* _INFORMATION PROVIDED_
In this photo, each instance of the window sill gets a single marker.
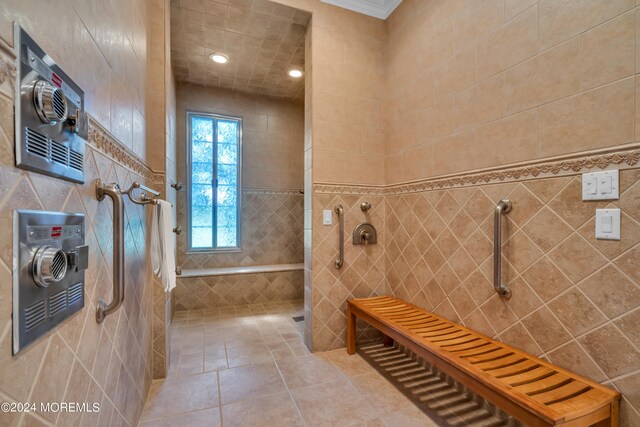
(215, 251)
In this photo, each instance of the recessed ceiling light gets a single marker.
(295, 73)
(220, 58)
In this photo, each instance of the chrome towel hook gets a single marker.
(144, 199)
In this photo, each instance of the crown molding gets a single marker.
(380, 9)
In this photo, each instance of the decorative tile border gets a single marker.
(107, 144)
(623, 159)
(348, 189)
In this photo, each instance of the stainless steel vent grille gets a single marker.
(59, 104)
(48, 272)
(50, 120)
(37, 143)
(53, 151)
(76, 161)
(76, 293)
(59, 153)
(34, 315)
(59, 265)
(58, 302)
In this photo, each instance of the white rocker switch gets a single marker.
(608, 224)
(327, 217)
(600, 185)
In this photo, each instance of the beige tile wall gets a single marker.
(481, 84)
(161, 150)
(272, 225)
(206, 293)
(272, 134)
(363, 272)
(272, 205)
(576, 300)
(103, 47)
(80, 360)
(344, 141)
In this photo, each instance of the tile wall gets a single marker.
(486, 83)
(576, 300)
(80, 361)
(493, 83)
(161, 151)
(103, 47)
(206, 293)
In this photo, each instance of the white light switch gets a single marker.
(608, 224)
(600, 185)
(327, 216)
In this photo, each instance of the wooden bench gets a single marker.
(532, 390)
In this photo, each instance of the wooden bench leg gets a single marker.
(387, 341)
(351, 332)
(613, 420)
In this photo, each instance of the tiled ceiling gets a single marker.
(262, 39)
(377, 8)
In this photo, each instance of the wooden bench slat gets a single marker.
(500, 363)
(515, 369)
(529, 376)
(533, 390)
(488, 357)
(541, 385)
(564, 392)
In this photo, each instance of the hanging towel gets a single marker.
(163, 245)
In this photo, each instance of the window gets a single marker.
(214, 153)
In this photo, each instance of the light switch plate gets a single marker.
(608, 224)
(600, 185)
(327, 217)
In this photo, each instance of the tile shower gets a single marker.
(431, 116)
(272, 203)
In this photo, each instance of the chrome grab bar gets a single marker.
(340, 211)
(113, 191)
(503, 207)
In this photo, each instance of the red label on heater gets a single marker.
(56, 80)
(56, 231)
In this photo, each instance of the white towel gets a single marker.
(163, 245)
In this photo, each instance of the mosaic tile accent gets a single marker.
(199, 293)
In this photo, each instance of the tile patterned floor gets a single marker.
(248, 366)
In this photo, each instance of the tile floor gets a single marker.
(248, 366)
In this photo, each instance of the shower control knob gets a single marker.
(50, 102)
(49, 266)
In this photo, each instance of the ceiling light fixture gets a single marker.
(220, 58)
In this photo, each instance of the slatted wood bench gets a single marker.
(532, 390)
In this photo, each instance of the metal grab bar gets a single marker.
(113, 191)
(503, 207)
(340, 211)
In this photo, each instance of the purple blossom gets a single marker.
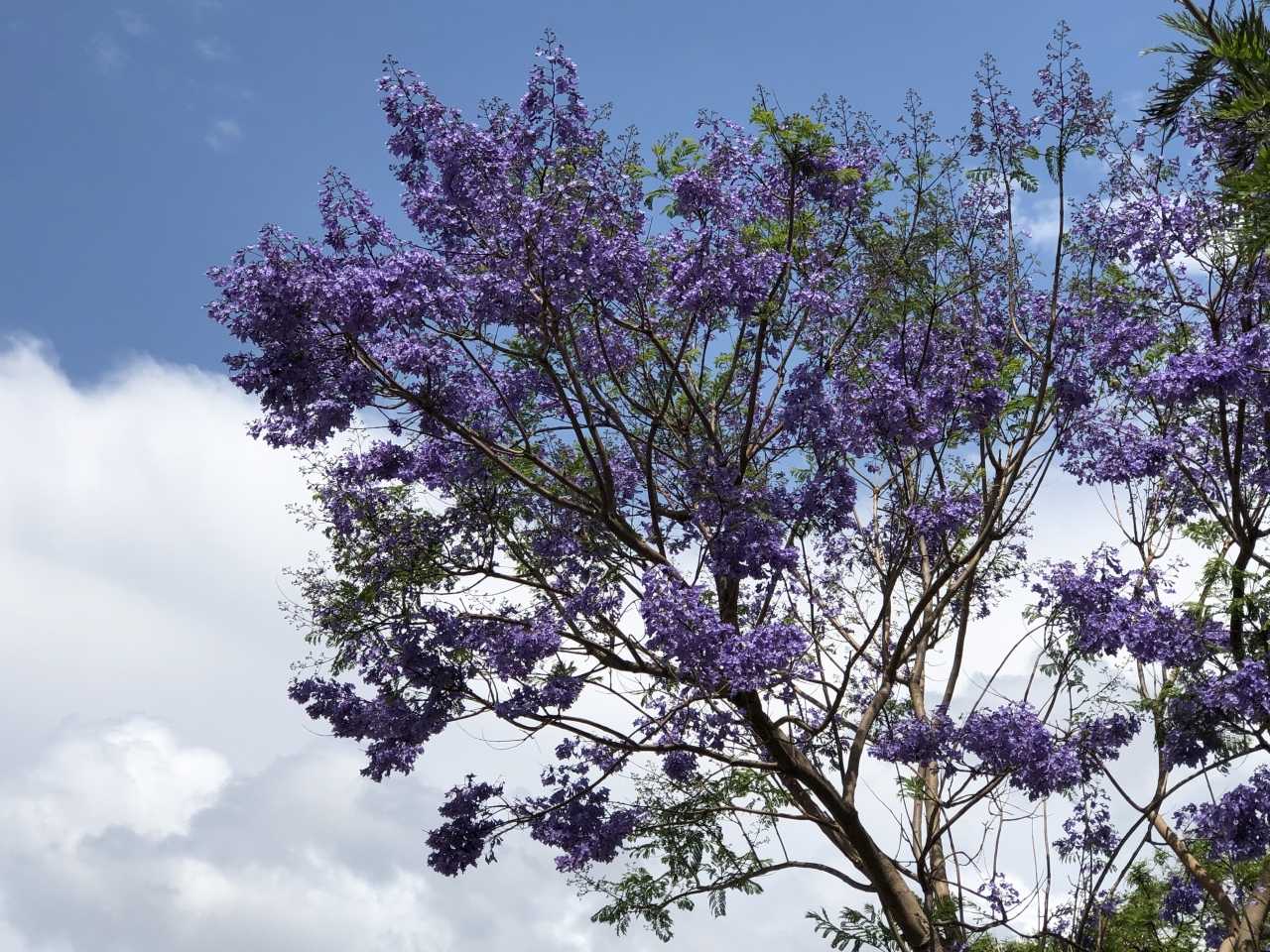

* _EXERCISE_
Gather every line of the entries above that contains the word "white", and list each one in full.

* _TASK RESULT_
In this photo, each instance of the white rocker switch gets a single marker.
In this photo, each instance of the white light switch gets a single marker.
In this photo, each instance of the white towel gets a single marker.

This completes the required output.